Vorliegender Text:
════════════════
Unzählige Menschen schreckten in der Nacht auf Dienstag aus dem Schlaf: Ein infernalischer Gewittersturm, oft von Hagel begleitet, entlud sich über verschiedenen Orten der deutschen Schweiz, besonders im Grossraum Zürich. Windböen erreichten dort um zwei Uhr nachts Geschwindigkeiten von mehr als 100 Kilometern pro Stunde.
Am Morgen zeigte sich das Ausmass der Schäden: geknickte und entwurzelte Bäume, abgerissene Äste, beschädigte Dächer, demolierte Autos. Der öffentliche Verkehr war teilweise lahmgelegt. Bilder, die diese Verheerungen zeigten, fluteten die Sozialen Medien. Und ein Begriff hatte urplötzlich Konjunktur, den wohl die meisten zum ersten Mal vernahmen: «Downburst».
Ein Downburst also war es, der an verschiedenen Orten im Grossraum Zürich und darüber hinaus Schneisen der Verwüstung geschlagen hatte. Worum handelt es sich bei diesem Wetterphänomen?
Ein Downburst ist ein starker Fallwind, auch Fallböe genannt, der meistens als Begleiterscheinung einer Gewitterzelle auftritt. Der plötzlich entstehende Abwind innerhalb der Gewitterzelle beschleunigt sich, wenn er eine trockene Luftschicht im mittleren Wolkenniveau durchquert und der in ihm enthaltene Niederschlag verdunstet, was die Luft durch Verdunstungskälte weiter abkühlt. Auch schmelzender Hagel trägt zur Abkühlung bei. Dadurch steigt die Dichte – die Luft wird schwerer und fällt noch schneller.
════════════════
Aufgaben:
A. Schreib den Text über den Downburst zwischen „Ein Downburst also“ und „bei diesem Wetterphänomen?“ einschließlich noch einmal ab und tausche dabei „Schneisen der Verwüstung“ gegen „Spuren der Zerstörung“.
B. Nenne alle Schäden, die der Text über den Downburst nach den Worten „das Ausmass der Schäden:“ aufzählt.

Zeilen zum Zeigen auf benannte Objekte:
════════════════
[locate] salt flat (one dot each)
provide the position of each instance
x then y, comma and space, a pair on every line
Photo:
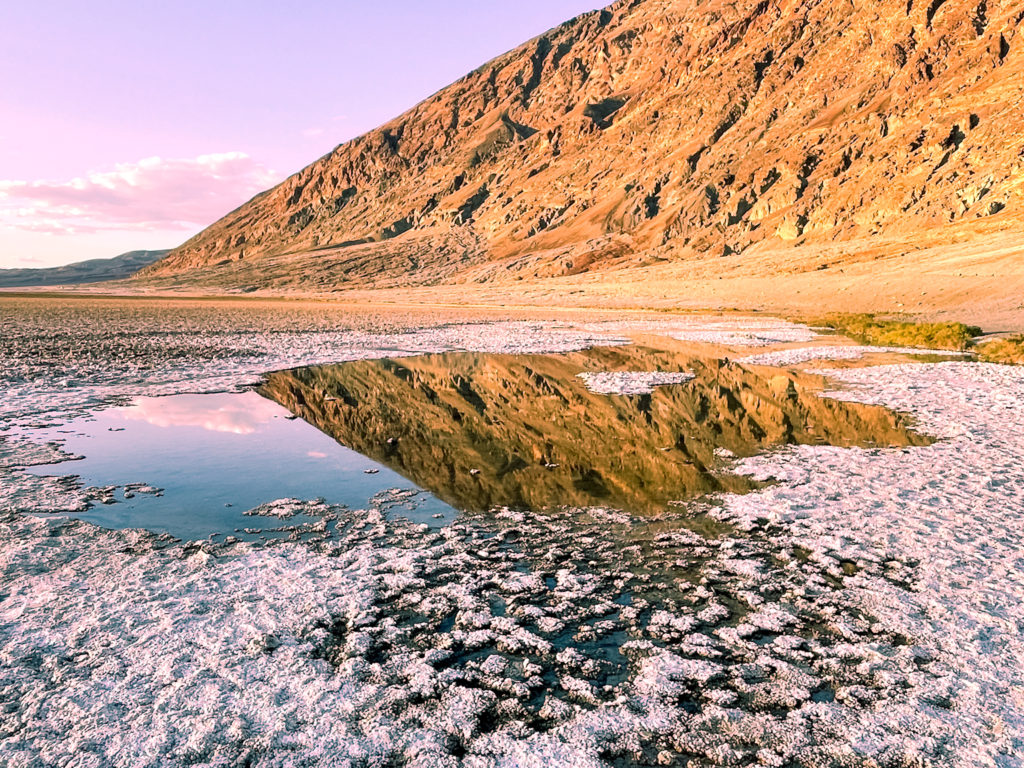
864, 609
════════════════
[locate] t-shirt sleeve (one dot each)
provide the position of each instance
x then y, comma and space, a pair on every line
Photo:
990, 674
════════════════
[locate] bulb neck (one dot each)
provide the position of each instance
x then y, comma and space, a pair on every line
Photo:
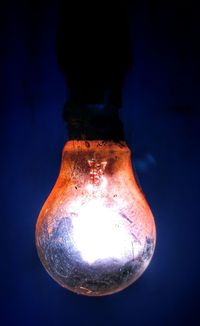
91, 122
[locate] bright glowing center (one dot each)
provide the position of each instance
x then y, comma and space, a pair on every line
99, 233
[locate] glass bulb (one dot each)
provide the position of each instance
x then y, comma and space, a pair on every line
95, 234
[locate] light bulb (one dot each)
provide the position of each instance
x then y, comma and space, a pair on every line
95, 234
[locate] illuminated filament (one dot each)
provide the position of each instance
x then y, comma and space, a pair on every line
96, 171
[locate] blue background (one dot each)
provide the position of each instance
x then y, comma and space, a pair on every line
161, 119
════════════════
Lösungen:
A.
Ein Downburst also war es, der an verschiedenen Orten im Grossraum Zürich und darüber hinaus Spuren der Zerstörung geschlagen hatte. Worum handelt es sich bei diesem Wetterphänomen?

B. geknickte und entwurzelte Bäume, abgerissene Äste, beschädigte Dächer, demolierte Autos